### Study text
┌──
Monday, January 8, 2018

What I Don't Remember


            What I don’t remember must fill volumes
            I’ve started the endless task of going through the stuff jammed into my office closet.  I did a few of the boxes from the floor—thank goodness for my son who can lift heavy boxes of papers, books, and miscellany—and now have turned to the top shelf.  Sunday’s sorting included pages from my Franklin Covey planners of 1999 and 2000 as well as random cards, notes, and letters from the 1990’s.
            The planning pages reveal the schedule of the busy single mom I was.  My planner was my brain and to-do list on all fronts:  work, home, and church.  I jotted down work meetings, student appointments, lesson planning reminders, and notes about which stack of essays to read and grade first.  Occasionally, I see a familiar student name, but most are minus the facial recall.  Grocery lists reveal my penchant for shopping the specials and using coupons, though I had forgotten about buying ten packets of Kool-Aid for a dollar.  Doctor appointments, school activities, packing lists for family trips, phone calls to make, board meetings and committee meetings to attend, Bible studies to lead . . . you get the idea.  There was even a lengthy Bible study on Exodus that appeared to use several sources.  I don’t remember preparing the study or leading the class.
            Evidently, I was involved in a coffee prayer (or was it prayer coffee) group that I sometimes led.  There are prayer lists for people I do not remember and Sunday notes from sermons long gone from my memory.  A stray poem or church newsletter rough draft or committee report show up here and there.  Unfamiliar names to call or projects to lead or tasks to undertake: it’s all in the planner.
            I keep only a few pages for future reference—the date I received my first (and incorrect, it turned out) diagnosis for the pain and fatigue that dogged my days.  The day Joseph broke his foot at Taekwondo class.  A sad poem, an upbeat Faith Promise testimony. The rest, literally hundreds of pages, I throw away.
            The random assortment of cards and letters from friends warm my heart, as do the homemade cards and notes my children made for me.  So much love, so many blessings that I had forgotten.
            And there is more to come.
           


Tuesday, January 2, 2018

December 27 Long Day


            Leave house at 10:15 am.  Drive hour to Hillcrest Medical Center.  Check in at Outpatient Imaging before 11:30 am.  Fill out paperwork and register with nice middle-age woman with waist-length hair.  Wait.  At noon, follow the technician back to the MRI area.  Mention that the vein on the top of my left hand has a history of blow-outs mere seconds before it blows out. Endure second stab to base of left thumb.
            Lie perfectly still on stomach for twenty minutes while machine clangs and bangs for breast MRI.  Savor sound of a radio station through earphones during brief silences.  After technician injects contrast dye into IV, continue to lie still for last minutes of MRI.  Wait as table slides out of machine. Sit up and wait till dizziness passes; then, go put on top-half clothing again. 
            Walk short hallway to Peggy V. Helmerich Women’s Health Center and check in at  Leta M. Chapman Breast Health Center at 1 pm for right-breast mammogram.  Find out  appointment is for 2 pm.  Wait.  Complete registration, have hospital bracelet removed and new one put on.  Wait. 
            Follow technician to changing room.  Change.  Follow her to 3-D mammogram room.  Try to follow her directions to get into and maintain impossible positions for mammogram.  Stop breathing and start breathing as instructed.  Feel grateful that squeezed breast does not hurt as much as it did six months ago. 
            Walk back to changing room, but don’t get dressed yet.  Wait to see if radiologist needs more pictures.  Suddenly start feeling afraid, remembering diagnostic mammogram and ultrasound from May 2016 when radiologist gave cancer diagnosis.  Breathe sigh of relief when technician reappears and gives the all clear.  “See you in six months,” she says cheerily.
            Follow hallways to main hospital entrance and purchase from Starbucks an Americano and bakery treat.  Freeze outside as walking back to car. 

            Drive home.  Arrive at 4 pm and collapse on couch.
└──
### Record set
┌──
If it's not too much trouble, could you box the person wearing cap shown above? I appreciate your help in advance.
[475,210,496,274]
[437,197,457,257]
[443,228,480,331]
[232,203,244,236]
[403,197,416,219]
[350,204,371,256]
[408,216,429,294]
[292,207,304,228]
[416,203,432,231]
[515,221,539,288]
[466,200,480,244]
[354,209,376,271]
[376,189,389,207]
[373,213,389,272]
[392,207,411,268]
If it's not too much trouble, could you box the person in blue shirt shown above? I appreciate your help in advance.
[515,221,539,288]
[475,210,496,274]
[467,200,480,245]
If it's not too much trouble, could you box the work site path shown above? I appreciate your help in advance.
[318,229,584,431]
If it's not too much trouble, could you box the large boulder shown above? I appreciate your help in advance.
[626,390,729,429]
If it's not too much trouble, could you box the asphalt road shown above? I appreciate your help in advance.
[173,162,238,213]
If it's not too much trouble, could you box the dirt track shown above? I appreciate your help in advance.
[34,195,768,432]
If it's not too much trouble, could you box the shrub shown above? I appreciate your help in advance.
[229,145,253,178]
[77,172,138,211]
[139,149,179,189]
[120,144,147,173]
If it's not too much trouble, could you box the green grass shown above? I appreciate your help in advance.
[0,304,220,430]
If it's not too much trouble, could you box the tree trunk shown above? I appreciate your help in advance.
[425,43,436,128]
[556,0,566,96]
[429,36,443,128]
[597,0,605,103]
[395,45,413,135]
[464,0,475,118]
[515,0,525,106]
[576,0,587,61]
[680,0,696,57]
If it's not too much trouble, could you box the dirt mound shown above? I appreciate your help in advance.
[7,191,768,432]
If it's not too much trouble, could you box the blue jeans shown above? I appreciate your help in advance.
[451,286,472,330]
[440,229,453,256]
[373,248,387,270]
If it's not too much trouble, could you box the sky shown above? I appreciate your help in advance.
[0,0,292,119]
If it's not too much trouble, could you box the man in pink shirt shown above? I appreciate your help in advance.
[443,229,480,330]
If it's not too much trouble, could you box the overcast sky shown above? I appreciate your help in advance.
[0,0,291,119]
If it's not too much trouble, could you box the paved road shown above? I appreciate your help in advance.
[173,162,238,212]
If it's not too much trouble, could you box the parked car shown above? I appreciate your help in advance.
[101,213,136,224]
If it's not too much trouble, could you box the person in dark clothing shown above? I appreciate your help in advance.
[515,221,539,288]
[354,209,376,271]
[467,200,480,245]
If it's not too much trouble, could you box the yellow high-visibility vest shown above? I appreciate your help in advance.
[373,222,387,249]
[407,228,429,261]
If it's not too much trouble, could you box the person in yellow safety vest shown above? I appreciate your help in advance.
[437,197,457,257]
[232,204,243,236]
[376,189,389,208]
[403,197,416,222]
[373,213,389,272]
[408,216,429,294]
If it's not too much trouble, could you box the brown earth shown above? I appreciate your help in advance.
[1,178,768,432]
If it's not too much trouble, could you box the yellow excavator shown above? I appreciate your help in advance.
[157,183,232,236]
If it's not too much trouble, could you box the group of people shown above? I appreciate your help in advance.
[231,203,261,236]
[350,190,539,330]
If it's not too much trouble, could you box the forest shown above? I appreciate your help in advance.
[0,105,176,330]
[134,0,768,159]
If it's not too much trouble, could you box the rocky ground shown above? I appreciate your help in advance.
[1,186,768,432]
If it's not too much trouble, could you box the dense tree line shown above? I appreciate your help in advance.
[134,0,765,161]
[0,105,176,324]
└──
### What to do
(1) Using the blog posts, state whether each statement agrees with the text. Answer yes or no for each, and quote the deciding words. (a) The writer kept every page of the old planners. (b) The breast MRI required lying still on the stomach for twenty minutes. (c) The mammogram turned out to be scheduled for 1 pm.
(2) Reproduce word for word the passage of the blog posts that opens with the words containing "Walk short hallway" and closes with "six months ago.".
(3) List every item that the blog posts say the writer keeps from the planner pages for future reference.

### Activity answers
(1)
(a) No: "The rest, literally hundreds of pages, I throw away."
(b) Yes: "Lie perfectly still on stomach for twenty minutes while machine clangs and bangs for breast MRI."
(c) No: "appointment is for 2 pm."

(2)
Walk short hallway to Peggy V. Helmerich Women’s Health Center and check in at  Leta M. Chapman Breast Health Center at 1 pm for right-breast mammogram.  Find out  appointment is for 2 pm.  Wait.  Complete registration, have hospital bracelet removed and new one put on.  Wait. 
            Follow technician to changing room.  Change.  Follow her to 3-D mammogram room.  Try to follow her directions to get into and maintain impossible positions for mammogram.  Stop breathing and start breathing as instructed.  Feel grateful that squeezed breast does not hurt as much as it did six months ago.

(3)
- The date of the writer's first (and incorrect) diagnosis for the pain and fatigue
- The day Joseph broke his foot at Taekwondo class
- A sad poem
- An upbeat Faith Promise testimony